_Recorded information:_
=======

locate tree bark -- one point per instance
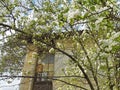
(29, 68)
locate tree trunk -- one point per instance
(29, 68)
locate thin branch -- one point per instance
(10, 27)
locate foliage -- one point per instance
(95, 54)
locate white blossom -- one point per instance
(72, 13)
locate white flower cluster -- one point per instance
(72, 13)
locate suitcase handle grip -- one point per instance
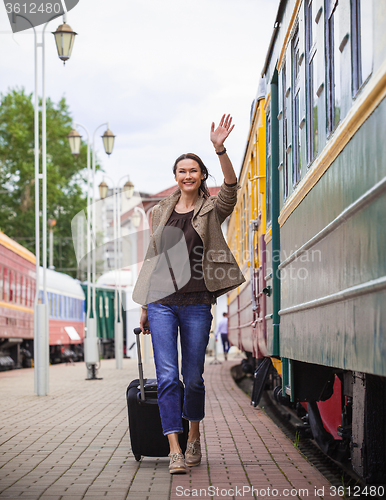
(147, 401)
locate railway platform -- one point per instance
(74, 443)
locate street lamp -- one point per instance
(75, 140)
(41, 343)
(128, 190)
(91, 353)
(64, 38)
(52, 224)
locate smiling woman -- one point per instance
(197, 217)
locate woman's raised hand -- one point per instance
(218, 135)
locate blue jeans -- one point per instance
(194, 322)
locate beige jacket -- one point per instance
(220, 269)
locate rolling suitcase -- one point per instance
(145, 426)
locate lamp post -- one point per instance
(52, 224)
(41, 343)
(128, 189)
(91, 351)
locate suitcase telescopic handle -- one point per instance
(137, 332)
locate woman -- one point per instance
(176, 300)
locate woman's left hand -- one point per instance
(218, 135)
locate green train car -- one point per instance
(318, 274)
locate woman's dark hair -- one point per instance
(204, 170)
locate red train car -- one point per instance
(17, 293)
(66, 300)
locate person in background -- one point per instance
(222, 329)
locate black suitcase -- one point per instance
(145, 426)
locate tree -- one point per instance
(65, 175)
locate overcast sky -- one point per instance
(159, 71)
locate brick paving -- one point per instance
(73, 443)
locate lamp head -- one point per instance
(75, 140)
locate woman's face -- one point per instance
(188, 176)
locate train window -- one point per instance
(268, 168)
(285, 131)
(361, 42)
(296, 156)
(333, 93)
(17, 288)
(312, 98)
(33, 291)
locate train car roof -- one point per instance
(276, 27)
(62, 284)
(11, 244)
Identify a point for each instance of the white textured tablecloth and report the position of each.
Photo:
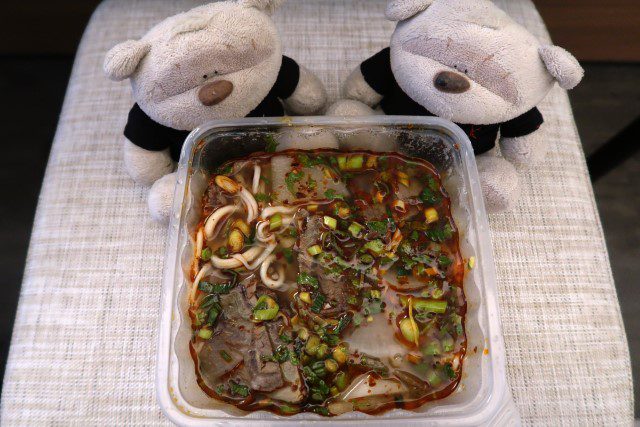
(84, 342)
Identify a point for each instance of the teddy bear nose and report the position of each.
(450, 82)
(215, 92)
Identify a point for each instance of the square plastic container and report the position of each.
(483, 395)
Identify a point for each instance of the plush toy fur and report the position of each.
(176, 70)
(499, 72)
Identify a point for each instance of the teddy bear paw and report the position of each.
(499, 183)
(160, 200)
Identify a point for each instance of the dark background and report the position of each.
(38, 40)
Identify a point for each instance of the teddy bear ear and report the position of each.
(563, 66)
(267, 6)
(123, 59)
(399, 10)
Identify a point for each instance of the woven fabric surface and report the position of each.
(84, 342)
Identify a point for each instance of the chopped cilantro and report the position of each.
(318, 302)
(440, 234)
(225, 356)
(307, 279)
(332, 195)
(215, 288)
(285, 338)
(445, 261)
(312, 183)
(373, 307)
(357, 319)
(429, 196)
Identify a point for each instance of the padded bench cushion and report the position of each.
(84, 342)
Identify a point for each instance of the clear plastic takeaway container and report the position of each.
(482, 397)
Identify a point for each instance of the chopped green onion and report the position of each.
(366, 259)
(332, 195)
(354, 163)
(205, 255)
(238, 389)
(330, 222)
(314, 250)
(331, 365)
(288, 254)
(266, 314)
(342, 162)
(261, 197)
(205, 334)
(447, 343)
(379, 227)
(445, 261)
(408, 330)
(448, 370)
(355, 229)
(432, 349)
(275, 222)
(433, 378)
(375, 246)
(266, 309)
(432, 306)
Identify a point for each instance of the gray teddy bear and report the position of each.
(222, 60)
(466, 61)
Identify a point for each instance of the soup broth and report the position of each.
(327, 281)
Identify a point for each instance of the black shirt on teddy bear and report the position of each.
(378, 74)
(146, 133)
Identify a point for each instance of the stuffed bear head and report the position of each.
(217, 61)
(469, 62)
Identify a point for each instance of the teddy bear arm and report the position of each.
(357, 88)
(146, 166)
(524, 150)
(309, 97)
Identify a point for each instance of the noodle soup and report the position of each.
(327, 282)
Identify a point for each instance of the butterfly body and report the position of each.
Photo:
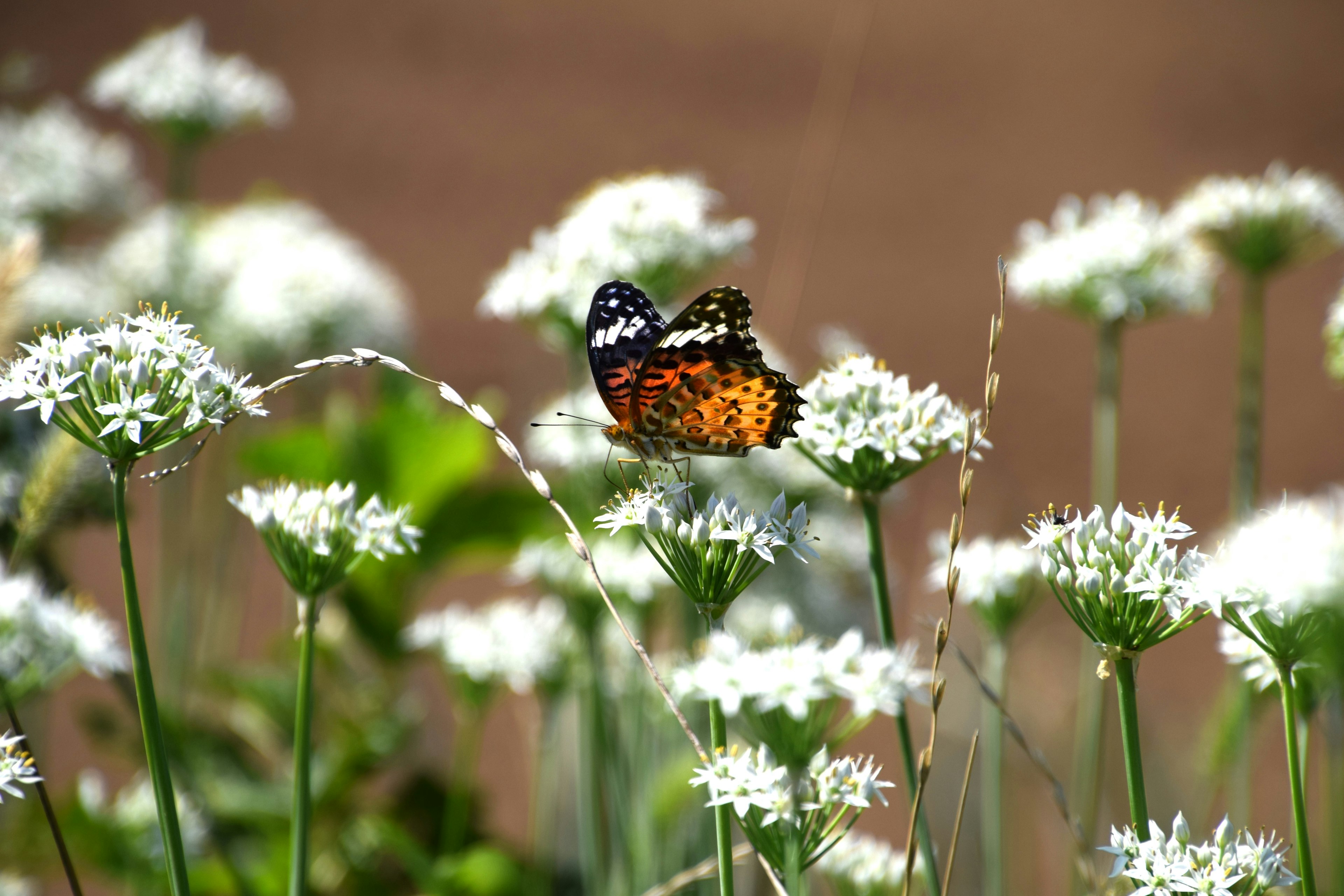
(695, 386)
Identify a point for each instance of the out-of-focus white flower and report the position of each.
(54, 168)
(863, 866)
(867, 430)
(1226, 866)
(998, 580)
(510, 643)
(1262, 224)
(625, 569)
(135, 814)
(174, 83)
(1273, 575)
(46, 639)
(1117, 258)
(17, 766)
(655, 230)
(268, 281)
(316, 535)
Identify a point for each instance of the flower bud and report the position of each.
(101, 370)
(139, 373)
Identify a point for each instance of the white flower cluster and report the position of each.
(712, 555)
(867, 430)
(627, 570)
(1227, 866)
(45, 639)
(796, 676)
(128, 387)
(996, 577)
(752, 781)
(56, 168)
(1104, 577)
(135, 814)
(1117, 258)
(17, 766)
(510, 643)
(863, 866)
(173, 80)
(655, 230)
(1262, 224)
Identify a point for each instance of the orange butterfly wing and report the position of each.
(705, 386)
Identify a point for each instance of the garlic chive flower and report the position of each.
(1265, 224)
(656, 230)
(863, 866)
(867, 430)
(1277, 574)
(130, 387)
(1123, 585)
(792, 817)
(712, 554)
(46, 639)
(1115, 260)
(174, 84)
(526, 647)
(998, 580)
(1229, 864)
(17, 766)
(318, 534)
(790, 695)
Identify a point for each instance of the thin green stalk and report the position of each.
(1295, 781)
(156, 754)
(1251, 398)
(992, 769)
(882, 608)
(1129, 738)
(722, 814)
(303, 800)
(66, 863)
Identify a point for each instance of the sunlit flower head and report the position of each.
(318, 534)
(654, 230)
(867, 430)
(509, 643)
(998, 578)
(1112, 260)
(173, 83)
(54, 170)
(1264, 224)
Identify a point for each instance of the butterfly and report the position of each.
(695, 386)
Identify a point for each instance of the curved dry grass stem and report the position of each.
(368, 358)
(969, 442)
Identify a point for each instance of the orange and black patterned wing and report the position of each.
(623, 328)
(706, 387)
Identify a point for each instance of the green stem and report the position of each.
(1295, 781)
(723, 813)
(156, 754)
(1251, 398)
(66, 863)
(886, 628)
(991, 769)
(1129, 738)
(303, 801)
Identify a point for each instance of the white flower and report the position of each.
(54, 168)
(171, 80)
(17, 766)
(655, 230)
(866, 429)
(1115, 260)
(1262, 224)
(510, 641)
(318, 534)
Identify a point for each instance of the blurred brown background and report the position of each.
(443, 133)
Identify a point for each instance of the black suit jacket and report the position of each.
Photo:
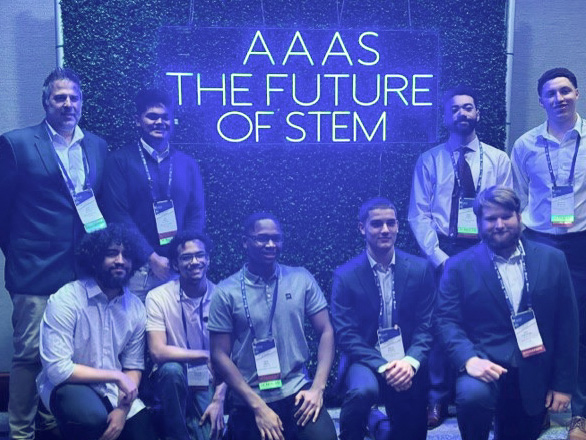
(39, 226)
(474, 320)
(356, 305)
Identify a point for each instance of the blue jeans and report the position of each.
(181, 406)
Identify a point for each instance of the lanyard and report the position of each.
(247, 310)
(150, 179)
(68, 181)
(457, 175)
(203, 341)
(525, 286)
(572, 169)
(394, 312)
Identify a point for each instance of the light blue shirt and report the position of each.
(80, 326)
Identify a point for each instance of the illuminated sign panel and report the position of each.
(287, 86)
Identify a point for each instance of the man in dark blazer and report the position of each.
(502, 280)
(375, 294)
(42, 168)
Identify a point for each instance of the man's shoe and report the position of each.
(577, 429)
(435, 415)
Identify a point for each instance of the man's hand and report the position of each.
(269, 424)
(160, 266)
(215, 414)
(484, 370)
(127, 389)
(116, 421)
(399, 374)
(557, 401)
(311, 406)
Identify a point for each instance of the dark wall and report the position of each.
(315, 190)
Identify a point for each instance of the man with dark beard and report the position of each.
(507, 315)
(445, 181)
(92, 344)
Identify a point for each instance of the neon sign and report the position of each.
(275, 86)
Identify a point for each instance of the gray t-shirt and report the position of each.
(299, 296)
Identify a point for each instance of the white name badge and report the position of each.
(467, 227)
(527, 333)
(88, 211)
(198, 376)
(166, 220)
(562, 206)
(267, 363)
(390, 344)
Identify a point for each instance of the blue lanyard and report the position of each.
(394, 312)
(457, 175)
(247, 310)
(525, 286)
(149, 177)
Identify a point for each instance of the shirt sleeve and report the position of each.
(56, 343)
(420, 215)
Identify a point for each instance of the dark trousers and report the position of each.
(478, 402)
(181, 407)
(574, 247)
(83, 414)
(406, 410)
(242, 424)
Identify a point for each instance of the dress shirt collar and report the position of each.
(57, 139)
(377, 266)
(159, 157)
(452, 145)
(257, 279)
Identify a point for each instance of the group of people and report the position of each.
(106, 255)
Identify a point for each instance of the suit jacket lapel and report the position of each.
(489, 276)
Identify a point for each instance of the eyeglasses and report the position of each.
(188, 258)
(265, 238)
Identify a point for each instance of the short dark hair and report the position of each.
(183, 237)
(147, 98)
(460, 89)
(59, 73)
(555, 73)
(91, 251)
(374, 203)
(496, 195)
(250, 221)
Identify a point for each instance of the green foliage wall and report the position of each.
(315, 190)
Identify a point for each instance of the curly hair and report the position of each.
(92, 250)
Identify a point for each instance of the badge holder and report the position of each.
(267, 363)
(562, 206)
(88, 211)
(390, 343)
(166, 220)
(467, 226)
(527, 333)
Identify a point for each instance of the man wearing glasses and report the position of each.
(178, 338)
(258, 345)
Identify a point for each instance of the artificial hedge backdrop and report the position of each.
(315, 190)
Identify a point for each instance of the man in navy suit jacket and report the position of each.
(42, 168)
(382, 303)
(484, 293)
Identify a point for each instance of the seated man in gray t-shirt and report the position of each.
(258, 345)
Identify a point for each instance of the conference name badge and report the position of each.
(467, 227)
(527, 333)
(562, 206)
(166, 220)
(88, 211)
(390, 343)
(267, 363)
(198, 376)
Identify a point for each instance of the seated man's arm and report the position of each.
(267, 421)
(313, 398)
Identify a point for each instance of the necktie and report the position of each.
(466, 190)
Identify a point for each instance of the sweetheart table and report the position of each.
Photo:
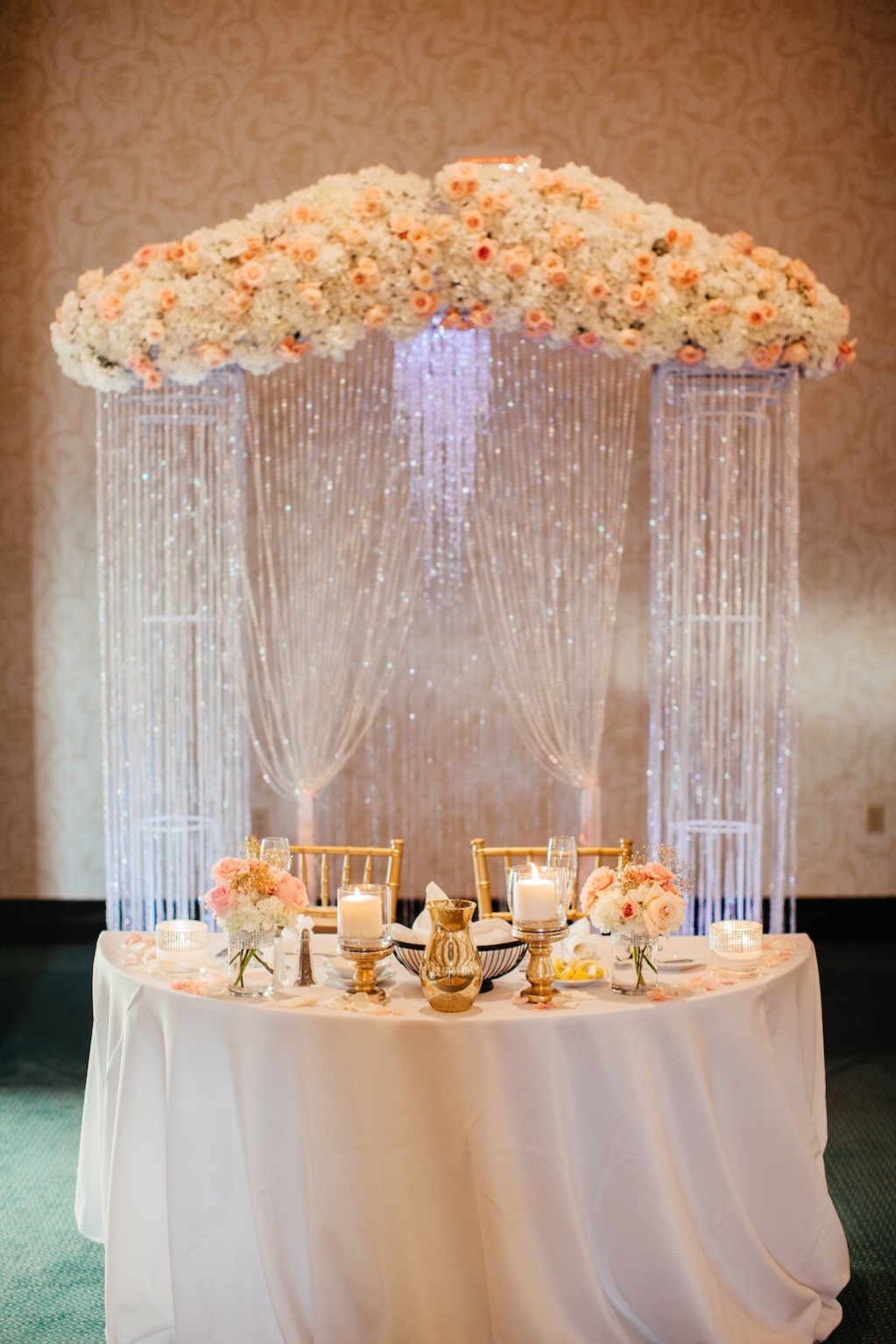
(613, 1172)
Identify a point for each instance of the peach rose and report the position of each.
(740, 242)
(516, 261)
(145, 254)
(249, 276)
(795, 354)
(662, 911)
(423, 304)
(427, 251)
(480, 316)
(483, 251)
(254, 248)
(566, 237)
(689, 355)
(292, 891)
(400, 223)
(109, 307)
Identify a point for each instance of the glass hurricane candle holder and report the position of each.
(181, 946)
(735, 948)
(538, 908)
(364, 933)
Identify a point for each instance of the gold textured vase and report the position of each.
(452, 969)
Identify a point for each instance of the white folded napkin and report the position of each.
(483, 931)
(582, 943)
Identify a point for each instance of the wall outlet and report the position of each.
(875, 818)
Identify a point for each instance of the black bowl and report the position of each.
(497, 958)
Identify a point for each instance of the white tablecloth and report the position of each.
(622, 1171)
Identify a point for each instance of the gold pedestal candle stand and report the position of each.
(540, 968)
(365, 960)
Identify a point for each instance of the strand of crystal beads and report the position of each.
(724, 578)
(551, 498)
(441, 397)
(332, 561)
(175, 758)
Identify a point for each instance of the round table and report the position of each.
(614, 1172)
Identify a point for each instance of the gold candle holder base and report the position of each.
(540, 968)
(365, 960)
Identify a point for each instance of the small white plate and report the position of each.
(680, 963)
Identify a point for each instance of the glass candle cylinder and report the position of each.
(181, 945)
(363, 916)
(538, 896)
(735, 948)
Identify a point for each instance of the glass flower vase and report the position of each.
(452, 968)
(634, 963)
(250, 956)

=======

_Task prompt:_ Each line from the one containing "Identify a point for each instance of the gold candle" through the end of the listing above should be copied exactly, with no other line included.

_Your response:_
Identify a point for each instance of the gold candle holder base and report the position of each.
(540, 968)
(365, 960)
Identify a point for each instance of the small white plate and report the position of each.
(680, 963)
Identify a point for each instance of the glass candle cylinder and report the position of each.
(181, 945)
(363, 916)
(538, 896)
(735, 948)
Identify a point for each instance of the glass flower vase and report the position of each.
(452, 968)
(634, 963)
(250, 956)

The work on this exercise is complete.